(EJERCICIO PROPUESTO A)
Edita el fragmento sobre el muelle de Puerto Colombia cambiando "1995" por "1996". Comienza en las palabras "El poeta dice" y termina después de "agonía del muelle.".
(EJERCICIO PROPUESTO B)
Enumera a todas las personas que el fragmento sobre el muelle de Puerto Colombia menciona con su nombre propio.
(EJERCICIO PROPUESTO C)
Continúa el fragmento sobre el Poeta del Muelle a partir de su última oración.

(FRAGMENTO SELECCIONADO)
^^^^^^^^

Interrumpe su viaje al pasado
por el recital que escucha en uno de los kioscos de la orilla. Y ve al hombre
flaco y blanco, con bigote de caballero medieval y peinado de gomina, que
desconoce el desprecio con que lo ignoran los clientes del sitio, y prosigue su
declamación con la historia del muelle. Se hace llamar El Poeta del Muelle. El
hombre del celular lo invita a tomarse una cerveza y regresa con él a la mesa
en donde atiende la señora Miriam. El poeta y la mujer se saludan como viejos
amigos. El canto lastimero del desaparecido Rafael Orozco suena a todo volumen en
un altoparlante cuyo único propósito es competir con otro que vocifera al
también fallecido Diomedes Díaz.
El poeta dice llamarse Ángel
Medaglia. Es de ascendencia italiana. Asegura haberse ganado el Premio Nacional
Crea Cultura en 1995, con la poesía Muelle
de Puerto Colombia. “Es como si la Torre de Pisa se cayera y no le
importara a los italianos”, dice el poeta al referirse la indolencia del estado
por la agonía del muelle.

^^^^^^^^

(INFORMACIÓN PROPORCIONADA)

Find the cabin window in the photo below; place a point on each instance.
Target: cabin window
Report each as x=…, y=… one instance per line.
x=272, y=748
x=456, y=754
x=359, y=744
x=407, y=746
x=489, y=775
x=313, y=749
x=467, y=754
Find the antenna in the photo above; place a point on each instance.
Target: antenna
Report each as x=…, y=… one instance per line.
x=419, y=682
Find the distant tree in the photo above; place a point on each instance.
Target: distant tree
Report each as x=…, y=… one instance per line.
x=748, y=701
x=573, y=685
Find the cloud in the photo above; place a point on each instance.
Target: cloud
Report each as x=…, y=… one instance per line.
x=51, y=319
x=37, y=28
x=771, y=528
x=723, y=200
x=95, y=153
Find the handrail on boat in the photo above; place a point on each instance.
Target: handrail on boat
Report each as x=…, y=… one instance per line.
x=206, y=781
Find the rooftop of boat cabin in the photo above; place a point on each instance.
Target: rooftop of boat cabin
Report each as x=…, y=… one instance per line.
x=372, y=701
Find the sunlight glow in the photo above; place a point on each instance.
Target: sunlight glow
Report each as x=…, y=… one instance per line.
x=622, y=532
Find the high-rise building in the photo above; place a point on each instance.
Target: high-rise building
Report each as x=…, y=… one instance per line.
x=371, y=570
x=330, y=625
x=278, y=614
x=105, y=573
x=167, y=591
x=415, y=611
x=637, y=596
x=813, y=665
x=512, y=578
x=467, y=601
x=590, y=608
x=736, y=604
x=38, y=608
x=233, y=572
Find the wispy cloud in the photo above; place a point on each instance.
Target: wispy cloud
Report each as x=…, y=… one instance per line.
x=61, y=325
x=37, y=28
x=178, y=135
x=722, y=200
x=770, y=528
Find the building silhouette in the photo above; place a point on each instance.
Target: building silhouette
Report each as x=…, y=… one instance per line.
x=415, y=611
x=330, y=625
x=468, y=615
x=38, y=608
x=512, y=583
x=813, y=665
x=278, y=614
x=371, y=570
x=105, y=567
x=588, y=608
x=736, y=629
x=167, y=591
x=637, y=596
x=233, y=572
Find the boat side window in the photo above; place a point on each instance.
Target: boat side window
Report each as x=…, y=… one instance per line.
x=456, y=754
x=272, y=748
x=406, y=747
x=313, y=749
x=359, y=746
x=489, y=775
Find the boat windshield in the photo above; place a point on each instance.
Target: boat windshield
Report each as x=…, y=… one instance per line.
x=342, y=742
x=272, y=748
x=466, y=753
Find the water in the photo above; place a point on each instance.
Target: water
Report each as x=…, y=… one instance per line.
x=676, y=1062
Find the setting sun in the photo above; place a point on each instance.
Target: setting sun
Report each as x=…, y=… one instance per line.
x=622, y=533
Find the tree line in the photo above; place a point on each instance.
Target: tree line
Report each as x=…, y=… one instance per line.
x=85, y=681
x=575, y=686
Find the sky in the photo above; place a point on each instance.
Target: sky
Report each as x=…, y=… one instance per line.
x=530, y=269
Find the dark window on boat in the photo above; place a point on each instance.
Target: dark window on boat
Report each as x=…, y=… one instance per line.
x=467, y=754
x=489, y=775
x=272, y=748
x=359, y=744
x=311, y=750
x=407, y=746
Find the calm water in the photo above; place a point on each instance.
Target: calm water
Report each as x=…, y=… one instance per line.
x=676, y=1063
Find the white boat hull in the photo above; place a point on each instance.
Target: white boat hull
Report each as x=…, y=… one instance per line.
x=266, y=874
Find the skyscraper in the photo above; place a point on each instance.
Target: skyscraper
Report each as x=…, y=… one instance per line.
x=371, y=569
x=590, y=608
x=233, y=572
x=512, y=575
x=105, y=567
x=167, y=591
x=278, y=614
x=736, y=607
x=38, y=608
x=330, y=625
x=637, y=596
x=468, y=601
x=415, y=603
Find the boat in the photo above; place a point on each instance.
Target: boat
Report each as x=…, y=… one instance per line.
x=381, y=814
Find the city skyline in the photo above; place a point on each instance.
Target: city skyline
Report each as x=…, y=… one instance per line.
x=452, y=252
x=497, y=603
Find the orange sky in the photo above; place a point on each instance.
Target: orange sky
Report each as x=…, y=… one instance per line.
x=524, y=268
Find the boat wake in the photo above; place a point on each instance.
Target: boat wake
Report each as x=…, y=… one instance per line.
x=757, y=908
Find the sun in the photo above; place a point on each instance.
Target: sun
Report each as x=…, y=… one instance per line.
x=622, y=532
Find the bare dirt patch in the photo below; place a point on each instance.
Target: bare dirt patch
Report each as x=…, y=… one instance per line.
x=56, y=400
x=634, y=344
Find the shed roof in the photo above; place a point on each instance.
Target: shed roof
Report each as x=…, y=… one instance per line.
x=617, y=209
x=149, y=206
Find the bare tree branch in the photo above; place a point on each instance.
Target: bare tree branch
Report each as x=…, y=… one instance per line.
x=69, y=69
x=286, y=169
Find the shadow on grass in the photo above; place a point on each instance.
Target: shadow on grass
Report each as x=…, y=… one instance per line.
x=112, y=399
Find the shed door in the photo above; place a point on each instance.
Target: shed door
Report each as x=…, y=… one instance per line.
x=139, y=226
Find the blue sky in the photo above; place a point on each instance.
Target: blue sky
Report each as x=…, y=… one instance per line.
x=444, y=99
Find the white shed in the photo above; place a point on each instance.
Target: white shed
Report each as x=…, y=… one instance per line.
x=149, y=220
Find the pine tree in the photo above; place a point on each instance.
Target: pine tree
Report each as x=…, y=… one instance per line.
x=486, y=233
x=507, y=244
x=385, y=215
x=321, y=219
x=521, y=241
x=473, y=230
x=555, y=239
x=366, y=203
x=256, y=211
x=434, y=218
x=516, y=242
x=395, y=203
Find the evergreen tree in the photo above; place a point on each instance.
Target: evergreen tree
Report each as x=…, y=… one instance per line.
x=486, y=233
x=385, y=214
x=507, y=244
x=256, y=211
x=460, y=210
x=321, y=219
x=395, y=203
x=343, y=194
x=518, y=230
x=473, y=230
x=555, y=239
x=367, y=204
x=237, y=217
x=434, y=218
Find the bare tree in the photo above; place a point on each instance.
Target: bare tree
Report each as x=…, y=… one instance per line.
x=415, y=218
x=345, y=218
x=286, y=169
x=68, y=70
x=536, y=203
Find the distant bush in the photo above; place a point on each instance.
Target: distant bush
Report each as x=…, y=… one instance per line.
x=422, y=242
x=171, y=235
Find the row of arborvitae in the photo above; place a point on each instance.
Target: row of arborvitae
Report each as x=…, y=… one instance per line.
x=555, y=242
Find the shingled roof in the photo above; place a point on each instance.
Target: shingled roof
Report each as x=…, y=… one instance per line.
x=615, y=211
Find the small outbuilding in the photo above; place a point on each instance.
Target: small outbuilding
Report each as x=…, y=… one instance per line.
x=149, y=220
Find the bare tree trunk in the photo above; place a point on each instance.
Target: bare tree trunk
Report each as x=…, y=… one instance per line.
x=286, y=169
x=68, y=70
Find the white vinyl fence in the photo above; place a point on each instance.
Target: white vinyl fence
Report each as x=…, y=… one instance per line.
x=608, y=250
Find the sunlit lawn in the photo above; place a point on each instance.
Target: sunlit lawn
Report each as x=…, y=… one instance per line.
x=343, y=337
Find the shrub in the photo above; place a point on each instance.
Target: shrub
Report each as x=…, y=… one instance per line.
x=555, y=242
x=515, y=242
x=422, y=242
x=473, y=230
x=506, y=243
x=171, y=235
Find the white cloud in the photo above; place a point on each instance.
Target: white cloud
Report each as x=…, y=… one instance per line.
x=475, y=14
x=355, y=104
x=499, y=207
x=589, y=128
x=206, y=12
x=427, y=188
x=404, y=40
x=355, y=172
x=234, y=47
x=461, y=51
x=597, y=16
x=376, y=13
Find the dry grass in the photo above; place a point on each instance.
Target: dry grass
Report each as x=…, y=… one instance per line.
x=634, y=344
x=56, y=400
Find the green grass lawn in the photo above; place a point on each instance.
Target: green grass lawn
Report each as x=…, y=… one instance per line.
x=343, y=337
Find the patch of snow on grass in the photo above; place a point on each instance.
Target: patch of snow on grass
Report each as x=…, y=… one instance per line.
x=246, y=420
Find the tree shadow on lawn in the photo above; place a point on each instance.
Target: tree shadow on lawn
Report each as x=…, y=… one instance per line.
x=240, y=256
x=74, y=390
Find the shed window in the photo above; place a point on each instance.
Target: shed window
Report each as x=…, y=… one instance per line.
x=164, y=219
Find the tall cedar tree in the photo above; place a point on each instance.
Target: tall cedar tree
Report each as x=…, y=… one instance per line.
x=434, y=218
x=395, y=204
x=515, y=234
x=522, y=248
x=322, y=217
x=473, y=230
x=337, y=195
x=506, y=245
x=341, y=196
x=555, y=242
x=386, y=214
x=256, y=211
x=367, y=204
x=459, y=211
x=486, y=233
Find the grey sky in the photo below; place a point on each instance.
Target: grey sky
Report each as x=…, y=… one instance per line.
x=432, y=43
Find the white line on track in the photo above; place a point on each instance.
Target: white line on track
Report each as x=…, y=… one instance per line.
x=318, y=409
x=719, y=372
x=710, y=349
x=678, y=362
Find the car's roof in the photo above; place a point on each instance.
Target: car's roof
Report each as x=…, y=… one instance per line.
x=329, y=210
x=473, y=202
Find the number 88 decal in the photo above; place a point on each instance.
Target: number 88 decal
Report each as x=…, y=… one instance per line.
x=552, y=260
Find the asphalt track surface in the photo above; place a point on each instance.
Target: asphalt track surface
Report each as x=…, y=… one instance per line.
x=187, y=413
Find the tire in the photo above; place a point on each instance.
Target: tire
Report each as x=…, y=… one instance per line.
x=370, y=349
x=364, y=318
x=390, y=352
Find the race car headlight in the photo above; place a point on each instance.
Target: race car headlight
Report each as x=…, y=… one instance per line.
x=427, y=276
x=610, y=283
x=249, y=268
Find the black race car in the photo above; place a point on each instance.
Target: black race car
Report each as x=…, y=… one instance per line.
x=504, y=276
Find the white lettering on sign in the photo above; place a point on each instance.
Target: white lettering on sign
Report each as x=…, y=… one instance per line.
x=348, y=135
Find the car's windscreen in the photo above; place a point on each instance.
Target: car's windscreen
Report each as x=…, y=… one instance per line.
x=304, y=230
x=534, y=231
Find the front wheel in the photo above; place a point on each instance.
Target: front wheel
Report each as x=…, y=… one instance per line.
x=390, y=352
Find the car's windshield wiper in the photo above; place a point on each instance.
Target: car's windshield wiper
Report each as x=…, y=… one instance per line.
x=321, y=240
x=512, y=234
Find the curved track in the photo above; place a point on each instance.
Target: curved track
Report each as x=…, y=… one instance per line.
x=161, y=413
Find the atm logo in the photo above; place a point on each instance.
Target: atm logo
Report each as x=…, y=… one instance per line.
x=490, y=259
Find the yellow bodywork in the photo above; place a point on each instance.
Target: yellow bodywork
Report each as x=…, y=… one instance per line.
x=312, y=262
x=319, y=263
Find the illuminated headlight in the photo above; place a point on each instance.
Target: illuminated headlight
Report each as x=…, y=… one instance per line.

^^^^^^^^

(RESPUESTA ESCRITA A)
El poeta dice llamarse Ángel
Medaglia. Es de ascendencia italiana. Asegura haberse ganado el Premio Nacional
Crea Cultura en 1996, con la poesía Muelle
de Puerto Colombia. “Es como si la Torre de Pisa se cayera y no le
importara a los italianos”, dice el poeta al referirse la indolencia del estado
por la agonía del muelle.

(RESPUESTA ESCRITA B)
- La señora Miriam
- Rafael Orozco
- Diomedes Díaz
- Ángel Medaglia

(RESPUESTA ESCRITA C)
La vieja Miriam se acerca a
los dos hombres que llegaron en una moto. Saca su fajo de billete ajeno y le
entrega uno al hombre del casco en la mano. “Como los bancos no nos presta a
los que no somos solventes, nos toca recurrir a estos explotadores”, dice. El
hombre anota algo en unos papeles que amarra con un elástico, se coloca el
casco y arranca con su compañero.
El muelle agoniza al lado de
la gente que lo quiere, que vivió de él y que también sufre por la desidia
estatal.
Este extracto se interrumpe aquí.